Find all lines below containing the string "woman" and return them.

-------- DATASET RECORDS

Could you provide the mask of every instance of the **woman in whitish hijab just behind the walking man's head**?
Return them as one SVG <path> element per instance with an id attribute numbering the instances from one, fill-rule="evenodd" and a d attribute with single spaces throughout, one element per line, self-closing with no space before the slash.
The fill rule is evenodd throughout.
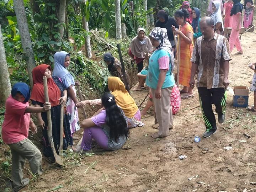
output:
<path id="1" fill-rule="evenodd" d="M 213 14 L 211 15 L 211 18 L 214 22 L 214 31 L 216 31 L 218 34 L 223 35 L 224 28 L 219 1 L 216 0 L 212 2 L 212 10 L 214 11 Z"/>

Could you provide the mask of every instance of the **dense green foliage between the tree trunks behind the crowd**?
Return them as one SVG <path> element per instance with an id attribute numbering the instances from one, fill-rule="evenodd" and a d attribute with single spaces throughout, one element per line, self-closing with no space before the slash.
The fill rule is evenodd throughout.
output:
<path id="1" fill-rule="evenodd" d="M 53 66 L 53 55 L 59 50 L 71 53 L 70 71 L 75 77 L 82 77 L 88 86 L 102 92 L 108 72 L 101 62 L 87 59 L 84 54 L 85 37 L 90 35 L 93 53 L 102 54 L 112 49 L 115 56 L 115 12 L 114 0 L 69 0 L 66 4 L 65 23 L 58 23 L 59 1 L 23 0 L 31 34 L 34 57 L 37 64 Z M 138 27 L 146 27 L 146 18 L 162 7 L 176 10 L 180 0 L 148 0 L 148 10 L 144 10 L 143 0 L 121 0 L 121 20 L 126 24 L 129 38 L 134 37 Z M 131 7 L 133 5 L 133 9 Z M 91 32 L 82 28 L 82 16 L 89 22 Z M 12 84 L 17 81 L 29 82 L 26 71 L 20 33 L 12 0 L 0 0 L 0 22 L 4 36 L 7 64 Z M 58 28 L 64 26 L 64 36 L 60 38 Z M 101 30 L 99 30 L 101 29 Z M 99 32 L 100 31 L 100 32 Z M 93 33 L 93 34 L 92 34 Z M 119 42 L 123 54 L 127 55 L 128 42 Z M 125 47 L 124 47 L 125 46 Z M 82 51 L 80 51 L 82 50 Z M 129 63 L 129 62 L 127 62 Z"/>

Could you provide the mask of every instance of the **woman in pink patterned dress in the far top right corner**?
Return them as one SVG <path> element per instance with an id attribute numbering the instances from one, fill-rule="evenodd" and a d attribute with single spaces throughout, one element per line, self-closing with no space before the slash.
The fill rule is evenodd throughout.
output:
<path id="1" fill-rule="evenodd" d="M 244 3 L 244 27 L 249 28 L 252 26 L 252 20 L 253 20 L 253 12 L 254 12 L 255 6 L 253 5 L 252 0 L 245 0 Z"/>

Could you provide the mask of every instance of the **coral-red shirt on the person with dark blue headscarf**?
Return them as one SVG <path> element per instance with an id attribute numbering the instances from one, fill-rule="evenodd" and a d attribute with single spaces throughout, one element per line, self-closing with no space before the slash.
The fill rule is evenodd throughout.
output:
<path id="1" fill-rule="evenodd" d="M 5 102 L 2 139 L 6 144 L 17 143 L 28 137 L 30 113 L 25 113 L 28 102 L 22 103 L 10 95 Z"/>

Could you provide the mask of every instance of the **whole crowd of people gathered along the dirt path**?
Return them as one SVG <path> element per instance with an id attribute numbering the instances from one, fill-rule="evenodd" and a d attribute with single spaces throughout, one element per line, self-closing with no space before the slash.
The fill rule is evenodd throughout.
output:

----------------

RESPONSE TO THE TASK >>
Could you provide the mask of every instance of the **woman in whitish hijab just behind the walking man's head**?
Could you provide the mask of every instance of the **woman in pink patterned dress in the far top right corner**?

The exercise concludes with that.